Start of Excerpted records

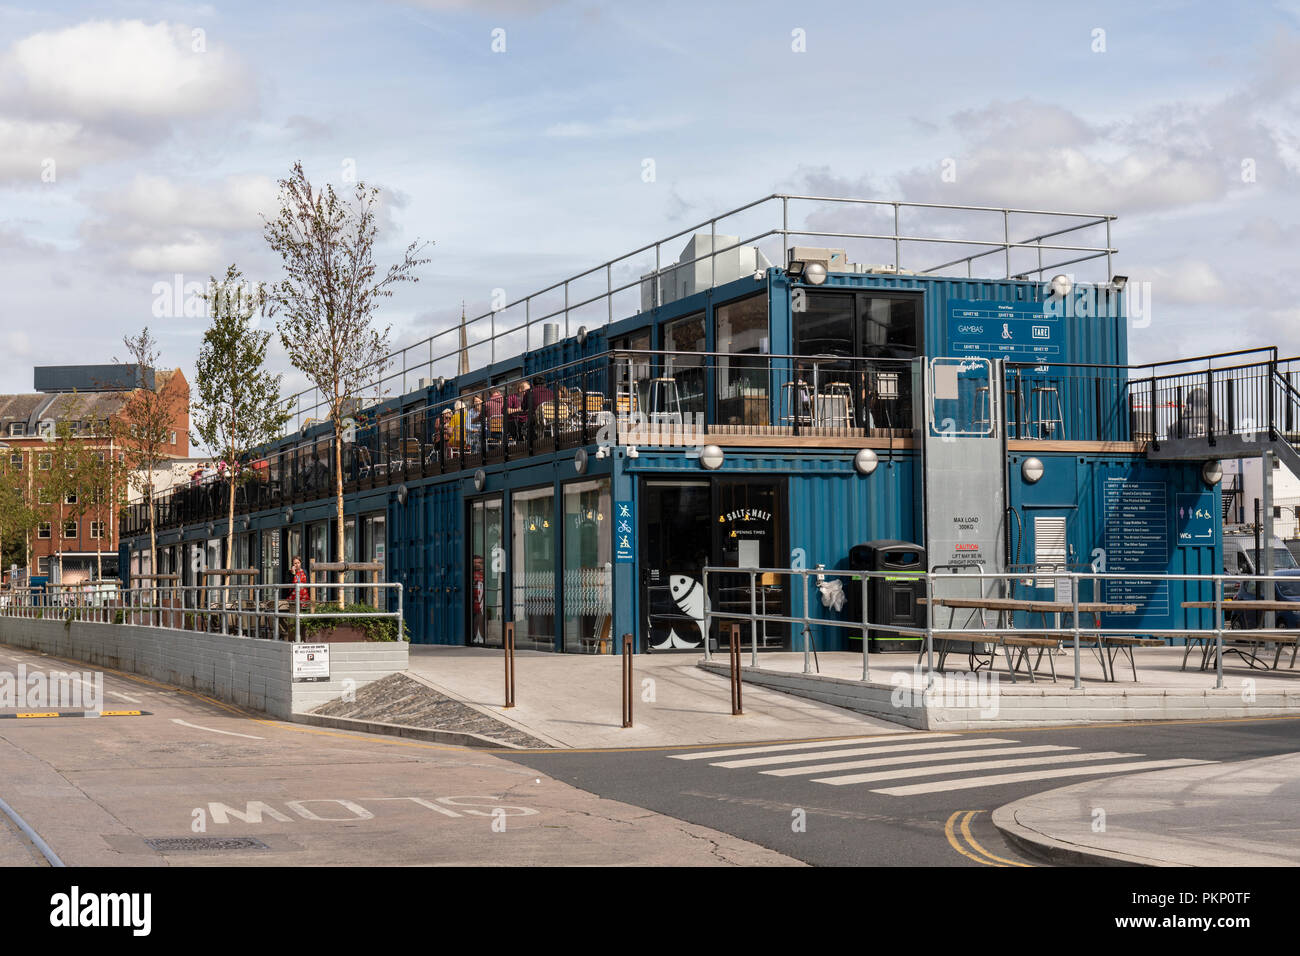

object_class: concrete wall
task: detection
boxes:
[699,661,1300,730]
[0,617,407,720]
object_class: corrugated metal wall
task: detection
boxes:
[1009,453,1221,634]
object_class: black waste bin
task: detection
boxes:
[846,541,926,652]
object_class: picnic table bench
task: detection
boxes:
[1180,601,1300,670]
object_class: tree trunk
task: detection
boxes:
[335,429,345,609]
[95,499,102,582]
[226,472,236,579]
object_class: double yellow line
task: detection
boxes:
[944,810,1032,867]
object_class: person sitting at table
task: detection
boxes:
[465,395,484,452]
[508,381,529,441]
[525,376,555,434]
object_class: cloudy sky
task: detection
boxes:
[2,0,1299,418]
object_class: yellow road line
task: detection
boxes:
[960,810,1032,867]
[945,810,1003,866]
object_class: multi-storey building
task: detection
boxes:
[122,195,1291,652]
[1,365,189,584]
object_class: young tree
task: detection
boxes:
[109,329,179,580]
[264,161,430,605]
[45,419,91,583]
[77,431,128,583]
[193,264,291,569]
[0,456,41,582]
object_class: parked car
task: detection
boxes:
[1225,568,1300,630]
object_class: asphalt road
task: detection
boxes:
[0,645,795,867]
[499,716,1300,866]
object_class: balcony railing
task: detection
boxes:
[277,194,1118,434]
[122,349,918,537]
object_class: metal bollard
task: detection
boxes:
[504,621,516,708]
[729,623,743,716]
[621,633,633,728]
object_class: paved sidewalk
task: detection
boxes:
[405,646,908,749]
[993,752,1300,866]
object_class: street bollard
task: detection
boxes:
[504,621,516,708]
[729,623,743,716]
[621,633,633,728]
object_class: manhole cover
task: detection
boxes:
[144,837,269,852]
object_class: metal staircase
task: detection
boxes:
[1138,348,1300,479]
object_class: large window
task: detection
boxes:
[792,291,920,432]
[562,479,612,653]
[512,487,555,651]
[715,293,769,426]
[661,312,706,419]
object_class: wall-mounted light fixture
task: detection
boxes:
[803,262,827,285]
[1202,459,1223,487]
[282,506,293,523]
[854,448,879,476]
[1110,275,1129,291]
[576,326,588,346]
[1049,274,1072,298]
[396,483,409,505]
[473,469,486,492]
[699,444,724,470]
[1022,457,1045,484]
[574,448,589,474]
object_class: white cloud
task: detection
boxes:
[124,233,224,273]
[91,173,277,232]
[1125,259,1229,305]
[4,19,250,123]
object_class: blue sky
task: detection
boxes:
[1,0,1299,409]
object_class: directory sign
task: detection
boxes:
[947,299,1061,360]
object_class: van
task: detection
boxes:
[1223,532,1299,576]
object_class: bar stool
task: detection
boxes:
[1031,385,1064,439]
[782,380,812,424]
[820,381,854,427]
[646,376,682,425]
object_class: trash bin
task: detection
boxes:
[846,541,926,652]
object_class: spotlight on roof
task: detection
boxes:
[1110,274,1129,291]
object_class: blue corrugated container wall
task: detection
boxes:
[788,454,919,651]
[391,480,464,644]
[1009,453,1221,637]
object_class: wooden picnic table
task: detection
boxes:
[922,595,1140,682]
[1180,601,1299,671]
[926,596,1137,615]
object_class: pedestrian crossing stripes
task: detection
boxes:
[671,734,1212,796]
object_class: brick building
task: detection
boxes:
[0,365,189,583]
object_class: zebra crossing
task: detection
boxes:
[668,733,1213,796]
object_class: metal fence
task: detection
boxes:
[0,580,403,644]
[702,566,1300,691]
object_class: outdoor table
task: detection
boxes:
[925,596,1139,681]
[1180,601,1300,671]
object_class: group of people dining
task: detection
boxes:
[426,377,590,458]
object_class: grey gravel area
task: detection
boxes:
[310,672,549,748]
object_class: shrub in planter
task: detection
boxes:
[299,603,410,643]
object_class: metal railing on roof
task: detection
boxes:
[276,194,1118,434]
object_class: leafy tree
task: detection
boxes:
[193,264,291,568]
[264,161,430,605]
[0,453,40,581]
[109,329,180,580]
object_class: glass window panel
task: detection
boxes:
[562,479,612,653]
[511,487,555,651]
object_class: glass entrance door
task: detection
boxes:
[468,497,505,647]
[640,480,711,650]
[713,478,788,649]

End of Excerpted records

About this exercise
From the entries above, return each line with the word "railing" in it.

Solution
object_class: balcony railing
object_class: metal railing on roof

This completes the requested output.